Reproduce the data below line for line, with no changes.

### Task inputs
--- BEGIN ---

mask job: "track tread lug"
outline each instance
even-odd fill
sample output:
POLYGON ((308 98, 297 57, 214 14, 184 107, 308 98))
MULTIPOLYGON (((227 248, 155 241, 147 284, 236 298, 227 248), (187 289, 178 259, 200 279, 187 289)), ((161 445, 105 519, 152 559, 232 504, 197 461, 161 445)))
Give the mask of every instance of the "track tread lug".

--- END ---

### Answer to this problem
mask job: "track tread lug"
outline each instance
even-odd fill
sample output:
POLYGON ((308 98, 297 57, 214 14, 184 107, 308 98))
MULTIPOLYGON (((227 248, 155 241, 147 284, 236 298, 227 248), (187 289, 178 259, 200 279, 187 289)), ((161 445, 105 519, 152 559, 232 504, 197 461, 161 445)))
Give the mask of every instance of the "track tread lug".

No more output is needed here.